> Selected text

================

Airline Qantas new transit lounge at Perth Airport was designed by Australian industrial designer David Caon and SUMU design, in consultation with the University of Sydney’s Charles Perkins Centre, using an evidence-based approach to wellness. It includes lights meant to reduce jet lag.

The lounge offers a range of unique features including “light therapy” in the shower suites to help adjust the body clock. Customers can activate bright light via a switch for 15 minute sessions. The lounge also boasts a wellbeing studio with stretching classes, a refresh area providing hydrating face products, and an open-air dining terrace with a BBQ serving gourmet dishes by Neil Perry.

Philip Capps, Qantas head of customer product & service, says an emphasis on wellness in the lounge design was a whole new approach to long-haul travel. “We’ve brought together some of Australia’s best culinary, design, and scientific minds to create a lounge experience that will help set our customers up to feel better throughout their journey,” Capps says in a release.

Peter Cistulli, PhD, Charles Perkins Centre professor of sleep medicine, says the overarching goal was to enhance the passenger travel experience and optimize wellbeing. “We’ve worked with the University of Sydney’s School of Physics to create an airline-first bespoke body clock intervention using bright light to help kick start the adjustment of customers’ body clocks. Applying light at appropriate times helps reduce the effects of jet lag,” Cistulli says. “The lounge is just one aspect of our partnership with Qantas to improve the wellbeing of travelers. We’ve also worked together to influence the menu and timing of the food and drinks service on the Perth to London route, cabin lighting design, and temperature in the 787 and we are interested in seeing how customers will respond.”

The inaugural Qantas 787 Dreamliner from Perth to London—a 17-hour journey—departed from Perth on March 24 and landed in London the following day. Menus for the flights between Perth and London were designed to maintain hydration, aid sleep and reduce jetlag, and include poke bowls as well as homestyle comfort food.

The lounge is open to customers transiting in Perth when traveling on QF9 from Melbourne to London and QF10 from London to Melbourne. It is also open to customers beginning their journey in Perth to London. Eligible customers include customers traveling in Business, Gold, Platinum, and Platinum One Frequent Flyers, oneworld Emerald and Sapphire customers, and Qantas Club members and their guests.

The University of Sydney’s Charles Perkins Centre is working with Qantas to help develop the airline’s new approach to long-haul travel. This is the first integrated, multidisciplinary collaboration between an airline and a university around health pre, during, and post flight. The Centre brings together researchers across a variety of fields from nutrition to physical activity, sleep, and complex systems modeling.

================

> Data records
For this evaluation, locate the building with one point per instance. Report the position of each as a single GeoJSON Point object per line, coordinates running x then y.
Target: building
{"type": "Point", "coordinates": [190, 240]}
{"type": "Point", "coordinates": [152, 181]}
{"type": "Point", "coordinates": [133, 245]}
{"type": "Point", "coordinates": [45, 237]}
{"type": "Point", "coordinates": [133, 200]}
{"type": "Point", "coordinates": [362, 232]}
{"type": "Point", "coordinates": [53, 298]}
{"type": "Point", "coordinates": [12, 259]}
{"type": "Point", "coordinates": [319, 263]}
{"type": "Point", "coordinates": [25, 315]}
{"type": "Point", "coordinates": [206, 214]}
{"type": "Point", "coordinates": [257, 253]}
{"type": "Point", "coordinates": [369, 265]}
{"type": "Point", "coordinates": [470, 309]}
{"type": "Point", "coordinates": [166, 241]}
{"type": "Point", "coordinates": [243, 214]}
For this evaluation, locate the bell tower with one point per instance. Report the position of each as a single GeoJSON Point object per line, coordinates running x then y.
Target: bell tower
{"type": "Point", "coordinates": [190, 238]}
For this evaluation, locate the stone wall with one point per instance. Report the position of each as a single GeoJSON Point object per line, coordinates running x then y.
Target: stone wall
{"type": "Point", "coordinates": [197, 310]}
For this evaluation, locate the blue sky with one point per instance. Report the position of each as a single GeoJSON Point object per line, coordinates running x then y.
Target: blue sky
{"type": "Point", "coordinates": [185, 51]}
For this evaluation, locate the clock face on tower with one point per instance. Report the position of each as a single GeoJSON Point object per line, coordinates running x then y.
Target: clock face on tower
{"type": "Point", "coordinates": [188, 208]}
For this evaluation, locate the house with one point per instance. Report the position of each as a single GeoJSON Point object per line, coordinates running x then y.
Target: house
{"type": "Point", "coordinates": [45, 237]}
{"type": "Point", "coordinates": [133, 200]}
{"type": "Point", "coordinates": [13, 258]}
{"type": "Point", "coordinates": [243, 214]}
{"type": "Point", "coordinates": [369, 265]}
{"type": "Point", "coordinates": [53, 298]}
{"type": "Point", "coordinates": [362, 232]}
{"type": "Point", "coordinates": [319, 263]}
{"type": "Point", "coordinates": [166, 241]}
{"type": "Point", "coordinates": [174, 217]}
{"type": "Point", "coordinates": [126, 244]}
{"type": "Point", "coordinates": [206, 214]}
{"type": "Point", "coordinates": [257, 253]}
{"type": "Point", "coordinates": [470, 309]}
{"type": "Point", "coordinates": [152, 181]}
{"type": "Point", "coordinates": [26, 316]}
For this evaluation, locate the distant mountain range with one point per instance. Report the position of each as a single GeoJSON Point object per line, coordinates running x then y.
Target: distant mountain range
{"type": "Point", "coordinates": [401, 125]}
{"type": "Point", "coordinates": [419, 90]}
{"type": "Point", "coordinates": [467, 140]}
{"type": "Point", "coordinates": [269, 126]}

================

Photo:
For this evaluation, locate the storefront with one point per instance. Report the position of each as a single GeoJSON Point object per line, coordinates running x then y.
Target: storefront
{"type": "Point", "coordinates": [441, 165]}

================

> Work instruction
Write out the part of the Qantas lounge article starting with "The inaugural Qantas" and going on through "and their guests.". Rely only on the article about the Qantas Perth lounge.

> Solved exercise
The inaugural Qantas 787 Dreamliner from Perth to London—a 17-hour journey—departed from Perth on March 24 and landed in London the following day. Menus for the flights between Perth and London were designed to maintain hydration, aid sleep and reduce jetlag, and include poke bowls as well as homestyle comfort food.

The lounge is open to customers transiting in Perth when traveling on QF9 from Melbourne to London and QF10 from London to Melbourne. It is also open to customers beginning their journey in Perth to London. Eligible customers include customers traveling in Business, Gold, Platinum, and Platinum One Frequent Flyers, oneworld Emerald and Sapphire customers, and Qantas Club members and their guests.